» **What is expected**: Locate each line below that includes "tire" and reproduce it.
++++ Task data ++++
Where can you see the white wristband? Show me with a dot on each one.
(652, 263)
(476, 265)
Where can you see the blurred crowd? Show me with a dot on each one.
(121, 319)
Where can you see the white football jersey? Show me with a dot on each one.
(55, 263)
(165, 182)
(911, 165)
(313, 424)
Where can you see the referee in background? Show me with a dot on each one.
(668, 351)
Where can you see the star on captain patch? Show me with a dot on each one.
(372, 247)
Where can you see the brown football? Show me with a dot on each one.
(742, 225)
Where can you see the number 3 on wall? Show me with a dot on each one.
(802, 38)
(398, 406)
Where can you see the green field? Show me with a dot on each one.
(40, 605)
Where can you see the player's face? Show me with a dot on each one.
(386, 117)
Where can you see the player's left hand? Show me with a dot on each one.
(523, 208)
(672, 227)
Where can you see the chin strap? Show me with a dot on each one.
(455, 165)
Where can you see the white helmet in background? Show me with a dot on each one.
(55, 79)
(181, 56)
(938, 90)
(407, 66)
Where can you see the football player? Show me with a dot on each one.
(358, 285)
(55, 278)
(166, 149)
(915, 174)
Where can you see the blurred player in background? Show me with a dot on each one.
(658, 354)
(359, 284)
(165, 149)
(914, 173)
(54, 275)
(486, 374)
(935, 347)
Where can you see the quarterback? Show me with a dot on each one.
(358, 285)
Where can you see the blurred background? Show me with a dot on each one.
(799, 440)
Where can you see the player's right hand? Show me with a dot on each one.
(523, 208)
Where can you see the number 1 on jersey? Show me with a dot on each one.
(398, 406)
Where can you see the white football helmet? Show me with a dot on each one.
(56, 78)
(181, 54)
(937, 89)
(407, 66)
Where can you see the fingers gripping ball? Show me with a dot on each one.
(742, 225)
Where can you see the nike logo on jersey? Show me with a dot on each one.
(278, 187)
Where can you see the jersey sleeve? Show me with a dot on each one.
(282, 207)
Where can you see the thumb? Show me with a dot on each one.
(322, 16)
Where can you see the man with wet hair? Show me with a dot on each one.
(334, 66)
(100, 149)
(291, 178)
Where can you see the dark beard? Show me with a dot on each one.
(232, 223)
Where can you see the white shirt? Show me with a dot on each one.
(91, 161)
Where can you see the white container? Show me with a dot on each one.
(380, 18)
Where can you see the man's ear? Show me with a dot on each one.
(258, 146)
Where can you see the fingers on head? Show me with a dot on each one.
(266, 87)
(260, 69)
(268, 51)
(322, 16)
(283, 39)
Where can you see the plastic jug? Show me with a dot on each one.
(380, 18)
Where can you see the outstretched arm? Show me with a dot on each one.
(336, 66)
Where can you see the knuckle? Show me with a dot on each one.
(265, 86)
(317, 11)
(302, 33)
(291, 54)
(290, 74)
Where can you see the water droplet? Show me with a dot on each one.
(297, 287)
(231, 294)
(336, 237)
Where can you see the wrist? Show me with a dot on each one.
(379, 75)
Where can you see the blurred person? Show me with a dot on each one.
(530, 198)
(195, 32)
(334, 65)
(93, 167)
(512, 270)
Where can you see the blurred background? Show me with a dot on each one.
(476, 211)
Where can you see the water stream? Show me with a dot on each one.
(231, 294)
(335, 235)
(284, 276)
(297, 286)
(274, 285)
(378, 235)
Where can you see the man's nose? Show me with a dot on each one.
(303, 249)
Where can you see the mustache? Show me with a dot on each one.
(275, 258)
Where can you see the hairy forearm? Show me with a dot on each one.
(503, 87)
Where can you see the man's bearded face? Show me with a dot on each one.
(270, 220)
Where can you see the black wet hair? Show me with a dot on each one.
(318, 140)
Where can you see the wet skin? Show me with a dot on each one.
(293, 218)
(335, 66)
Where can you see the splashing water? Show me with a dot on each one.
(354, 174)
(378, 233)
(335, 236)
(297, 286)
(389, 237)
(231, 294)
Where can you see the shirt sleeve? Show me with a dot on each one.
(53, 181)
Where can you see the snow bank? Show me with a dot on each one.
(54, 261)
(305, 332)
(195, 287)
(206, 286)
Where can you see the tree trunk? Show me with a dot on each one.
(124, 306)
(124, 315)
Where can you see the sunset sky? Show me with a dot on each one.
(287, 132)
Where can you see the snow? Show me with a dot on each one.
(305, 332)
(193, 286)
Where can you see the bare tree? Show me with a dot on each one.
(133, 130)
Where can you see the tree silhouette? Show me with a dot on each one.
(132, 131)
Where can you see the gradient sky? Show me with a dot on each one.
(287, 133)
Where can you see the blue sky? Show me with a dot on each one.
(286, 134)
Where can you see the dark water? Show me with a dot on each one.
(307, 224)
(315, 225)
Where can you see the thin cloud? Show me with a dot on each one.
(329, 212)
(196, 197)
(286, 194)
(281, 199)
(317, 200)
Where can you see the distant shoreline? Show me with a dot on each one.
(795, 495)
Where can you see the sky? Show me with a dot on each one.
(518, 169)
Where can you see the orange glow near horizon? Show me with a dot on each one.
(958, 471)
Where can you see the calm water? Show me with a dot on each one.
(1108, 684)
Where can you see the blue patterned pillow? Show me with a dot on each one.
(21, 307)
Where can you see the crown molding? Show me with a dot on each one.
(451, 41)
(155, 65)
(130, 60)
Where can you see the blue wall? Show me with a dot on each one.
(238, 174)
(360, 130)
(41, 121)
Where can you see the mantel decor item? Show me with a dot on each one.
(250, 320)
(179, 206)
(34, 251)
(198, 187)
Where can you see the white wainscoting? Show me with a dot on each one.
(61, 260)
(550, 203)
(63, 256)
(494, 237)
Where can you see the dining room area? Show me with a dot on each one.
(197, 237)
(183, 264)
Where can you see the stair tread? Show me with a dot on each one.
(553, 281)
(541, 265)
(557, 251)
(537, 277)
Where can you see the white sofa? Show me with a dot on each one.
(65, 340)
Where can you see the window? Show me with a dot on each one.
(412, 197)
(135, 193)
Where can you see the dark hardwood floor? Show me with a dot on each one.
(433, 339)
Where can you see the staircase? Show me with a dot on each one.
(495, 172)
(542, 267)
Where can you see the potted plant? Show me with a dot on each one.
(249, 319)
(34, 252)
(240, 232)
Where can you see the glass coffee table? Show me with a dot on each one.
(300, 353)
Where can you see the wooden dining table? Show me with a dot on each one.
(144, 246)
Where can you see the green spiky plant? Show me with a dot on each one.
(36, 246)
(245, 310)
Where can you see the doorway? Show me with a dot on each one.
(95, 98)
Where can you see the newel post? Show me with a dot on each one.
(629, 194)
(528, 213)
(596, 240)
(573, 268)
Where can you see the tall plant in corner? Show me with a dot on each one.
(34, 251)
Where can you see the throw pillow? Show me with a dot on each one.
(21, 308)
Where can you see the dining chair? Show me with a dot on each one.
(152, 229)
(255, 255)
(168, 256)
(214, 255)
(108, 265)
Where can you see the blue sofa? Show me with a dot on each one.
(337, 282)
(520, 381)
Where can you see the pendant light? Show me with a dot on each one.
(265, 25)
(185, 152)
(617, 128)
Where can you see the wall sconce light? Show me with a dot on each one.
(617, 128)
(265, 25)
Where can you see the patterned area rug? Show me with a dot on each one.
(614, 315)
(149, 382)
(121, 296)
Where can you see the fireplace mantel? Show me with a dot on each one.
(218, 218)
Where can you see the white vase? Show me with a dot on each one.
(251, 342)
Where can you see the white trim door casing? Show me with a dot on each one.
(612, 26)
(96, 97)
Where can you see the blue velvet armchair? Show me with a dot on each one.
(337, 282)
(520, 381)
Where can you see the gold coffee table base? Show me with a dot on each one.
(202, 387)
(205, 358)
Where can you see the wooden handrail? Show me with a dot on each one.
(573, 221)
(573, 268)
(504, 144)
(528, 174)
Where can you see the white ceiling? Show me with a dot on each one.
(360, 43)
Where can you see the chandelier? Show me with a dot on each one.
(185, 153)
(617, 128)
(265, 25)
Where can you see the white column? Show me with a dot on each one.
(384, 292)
++++
++++ Task data ++++
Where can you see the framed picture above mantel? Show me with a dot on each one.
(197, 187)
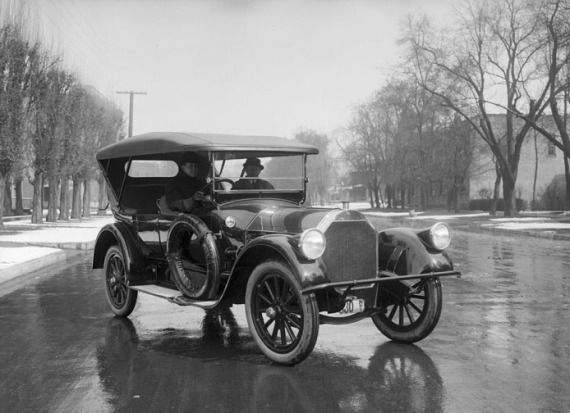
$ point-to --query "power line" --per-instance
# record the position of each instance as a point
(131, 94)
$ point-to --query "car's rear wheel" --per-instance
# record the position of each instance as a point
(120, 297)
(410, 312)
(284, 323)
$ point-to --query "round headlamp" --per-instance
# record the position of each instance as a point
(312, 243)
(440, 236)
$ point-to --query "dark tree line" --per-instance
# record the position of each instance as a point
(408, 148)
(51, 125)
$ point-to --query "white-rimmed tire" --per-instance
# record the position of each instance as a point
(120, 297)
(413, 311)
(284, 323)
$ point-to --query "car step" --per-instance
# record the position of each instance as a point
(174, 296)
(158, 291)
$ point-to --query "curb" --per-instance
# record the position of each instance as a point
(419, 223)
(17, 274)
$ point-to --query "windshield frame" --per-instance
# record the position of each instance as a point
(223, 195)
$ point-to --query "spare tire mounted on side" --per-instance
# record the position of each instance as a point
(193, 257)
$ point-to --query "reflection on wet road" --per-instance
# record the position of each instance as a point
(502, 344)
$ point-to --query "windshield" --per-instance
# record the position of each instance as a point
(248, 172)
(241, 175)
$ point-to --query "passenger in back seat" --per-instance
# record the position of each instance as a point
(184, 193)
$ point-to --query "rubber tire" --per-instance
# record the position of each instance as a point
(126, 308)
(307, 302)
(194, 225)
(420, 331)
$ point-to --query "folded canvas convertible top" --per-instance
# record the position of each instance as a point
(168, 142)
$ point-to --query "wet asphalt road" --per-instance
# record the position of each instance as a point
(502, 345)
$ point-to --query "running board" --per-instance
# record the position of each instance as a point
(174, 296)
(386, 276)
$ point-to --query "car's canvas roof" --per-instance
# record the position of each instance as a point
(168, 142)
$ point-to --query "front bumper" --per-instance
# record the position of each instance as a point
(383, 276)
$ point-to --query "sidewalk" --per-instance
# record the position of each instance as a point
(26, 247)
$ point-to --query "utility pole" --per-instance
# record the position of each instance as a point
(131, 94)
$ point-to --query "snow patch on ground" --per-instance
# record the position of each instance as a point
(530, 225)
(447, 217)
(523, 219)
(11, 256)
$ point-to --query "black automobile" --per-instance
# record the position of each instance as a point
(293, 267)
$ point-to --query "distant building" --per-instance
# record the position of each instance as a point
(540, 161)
++++
» **Output for this task**:
$ point-to --query "white-rimmed tire" --per-instance
$ point-to --query "spare tire mounted on side" --per-instance
$ point-to --query "rubber tire" --per-instance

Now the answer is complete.